### TEXTE FOURNI

| L'ARTISANAT PORTEUR D'ENCHANTEMENT
23/04/2008
A l'occasion du Masterwork, les Ateliers d'Art de France nous offrent de voir l'artisanat autrement. Menée conjointement avec le World Crafts Consil Europe, cette opération a su montrer les nombreux visages mais aussi la modernité d'un artisanat très éloigné de l'image surannée entretenue par notre mémoire. Si le tour de main hérité est transmis et entretenu à travers le temps, il a également su découvrir de nouveaux chemins d'expression. A s'interroger sur l'avenir des artisans, c'est à notre consommation que nous renvoie aussi la réflexion. Et si l'artisanat était le dernier refuge de l'enchantement ?
Ateliers d'Art de France réunit un ensemble de savoir-faire inestimables et uniques, précieux pour la société mais fragiles aussi. La chambre syndicale fondée en 1868, fédère plus de mille trois cents professionnels artisans, artistes, manufactures d'art dont elle assure la promotion des savoir-faire, des valeurs d'excellence et d'authenticité dont ils sont porteurs. L'exposition Masterwork compte parmi ces actions de valorisation destinées à faire connaître les talents dans toute leur diversité de la préservation du patrimoine à la création contemporaine. Une diversité particulièrement bien démontrée par la forme et les talents présentés. Des noms peu connus du grand public tel l'Irlandais Liam Flynn avec son vase en bois tourné et creusé ou Thierry Depauw et son fauteuil Dalia en acier patiné aux acides… côtoyaient sous les voutes du Viaduc des Arts les luminaires des Fourmis Bleues, d'Ombre Portée ou encore les méduses de Géraldine Gonzalez auxquels s'ajoutaient des noms plus connus du grand public tels que Leblon Delienne, Bleu Nature ou plus patrimoniaux avec l'Orfèvrerie d'Anjou. Deux cents objets de créateurs européens et français étaient réunis au Viaduc des Arts avec en conclusion la vente aux enchères des pièces exposées à Drouot, sous le marteau de Maître Cornette de Saint Cyr.
L'UTILE CONTRE L'INUTILE
L'occasion aussi de s'interroger sur l'artisanat d'art et les valeurs qui lui sont associées ; la place de ces créateurs confrontés au marché tendu de la surconsommation. Face au développement de l'art, la question est posée : l'utile est-il porteur de valeur, par comparaison avec l'expression artistique, dépourvue d'usage mais vitalisé par la cotation.

######
### DONNÉES ENREGISTRÉES

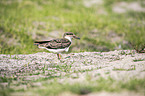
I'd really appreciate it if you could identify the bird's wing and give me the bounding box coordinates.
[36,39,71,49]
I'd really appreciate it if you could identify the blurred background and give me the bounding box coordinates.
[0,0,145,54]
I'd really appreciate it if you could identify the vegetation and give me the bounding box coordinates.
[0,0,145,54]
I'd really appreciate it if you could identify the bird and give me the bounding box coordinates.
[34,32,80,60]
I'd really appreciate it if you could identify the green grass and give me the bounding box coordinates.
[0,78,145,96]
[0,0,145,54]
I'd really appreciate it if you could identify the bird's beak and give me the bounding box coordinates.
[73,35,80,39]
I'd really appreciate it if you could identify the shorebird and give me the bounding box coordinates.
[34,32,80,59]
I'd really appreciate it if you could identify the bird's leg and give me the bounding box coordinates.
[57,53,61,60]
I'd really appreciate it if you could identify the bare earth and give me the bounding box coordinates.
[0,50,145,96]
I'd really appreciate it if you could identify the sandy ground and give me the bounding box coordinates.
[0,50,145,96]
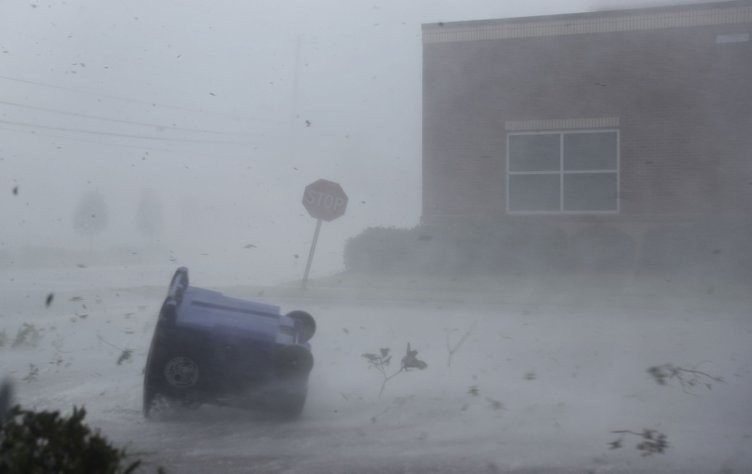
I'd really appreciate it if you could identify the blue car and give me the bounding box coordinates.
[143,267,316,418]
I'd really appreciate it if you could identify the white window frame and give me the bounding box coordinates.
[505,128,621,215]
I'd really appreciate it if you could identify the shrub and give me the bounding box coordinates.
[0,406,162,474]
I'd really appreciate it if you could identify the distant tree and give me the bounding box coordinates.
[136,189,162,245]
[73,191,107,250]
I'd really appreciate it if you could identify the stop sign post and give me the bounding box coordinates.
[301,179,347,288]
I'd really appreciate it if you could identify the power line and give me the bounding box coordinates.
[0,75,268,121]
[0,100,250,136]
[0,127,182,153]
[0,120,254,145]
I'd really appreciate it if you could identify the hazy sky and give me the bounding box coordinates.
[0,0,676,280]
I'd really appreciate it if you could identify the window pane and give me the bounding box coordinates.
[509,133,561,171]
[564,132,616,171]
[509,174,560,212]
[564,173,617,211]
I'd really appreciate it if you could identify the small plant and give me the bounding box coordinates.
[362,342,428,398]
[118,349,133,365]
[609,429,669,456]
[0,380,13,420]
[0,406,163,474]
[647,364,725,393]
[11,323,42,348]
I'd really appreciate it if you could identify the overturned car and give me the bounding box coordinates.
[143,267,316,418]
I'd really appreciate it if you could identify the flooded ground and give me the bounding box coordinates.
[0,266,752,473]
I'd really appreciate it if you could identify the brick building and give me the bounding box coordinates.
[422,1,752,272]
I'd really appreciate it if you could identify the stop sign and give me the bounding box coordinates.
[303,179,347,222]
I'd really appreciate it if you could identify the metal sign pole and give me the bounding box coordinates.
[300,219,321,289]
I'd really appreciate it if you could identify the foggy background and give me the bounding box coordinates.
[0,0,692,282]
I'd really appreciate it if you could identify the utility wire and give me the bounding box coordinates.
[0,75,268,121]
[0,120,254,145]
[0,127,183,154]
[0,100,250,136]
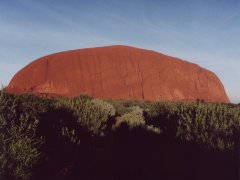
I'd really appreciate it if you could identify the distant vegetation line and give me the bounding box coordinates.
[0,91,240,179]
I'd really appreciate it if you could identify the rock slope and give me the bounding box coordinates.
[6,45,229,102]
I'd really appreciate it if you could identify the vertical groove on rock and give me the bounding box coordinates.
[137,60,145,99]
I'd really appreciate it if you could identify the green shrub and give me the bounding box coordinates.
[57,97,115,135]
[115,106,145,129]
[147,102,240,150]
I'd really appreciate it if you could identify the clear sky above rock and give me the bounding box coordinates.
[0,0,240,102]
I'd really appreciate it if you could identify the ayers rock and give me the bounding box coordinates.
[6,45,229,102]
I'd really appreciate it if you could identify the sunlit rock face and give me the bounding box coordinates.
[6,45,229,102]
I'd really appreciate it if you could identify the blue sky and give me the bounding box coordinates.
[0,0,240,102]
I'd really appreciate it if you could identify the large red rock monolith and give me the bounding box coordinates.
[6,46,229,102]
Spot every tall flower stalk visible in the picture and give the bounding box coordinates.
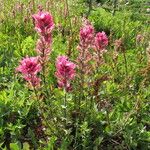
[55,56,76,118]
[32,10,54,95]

######

### VOS TÂCHES
**A.** Recopiez mot pour mot le passage de l'article allant de « L'UTILE CONTRE L'INUTILE » à « par la cotation. », ces deux segments compris.
**B.** Répondez à ces questions d'après l'article :
(i) En quelle année la chambre syndicale Ateliers d'Art de France a-t-elle été fondée ?
(ii) Combien d'objets de créateurs européens et français étaient réunis au Viaduc des Arts ?
(iii) Sous le marteau de qui les pièces exposées ont-elles été vendues aux enchères à Drouot ?
Les entrées ont une autre origine que l'article.

### RÉPONSES NUMÉROTÉES
**A.**
L'UTILE CONTRE L'INUTILE
L'occasion aussi de s'interroger sur l'artisanat d'art et les valeurs qui lui sont associées ; la place de ces créateurs confrontés au marché tendu de la surconsommation. Face au développement de l'art, la question est posée : l'utile est-il porteur de valeur, par comparaison avec l'expression artistique, dépourvue d'usage mais vitalisé par la cotation.

**B.**
(i) En 1868.
(ii) Deux cents objets.
(iii) Sous le marteau de Maître Cornette de Saint Cyr.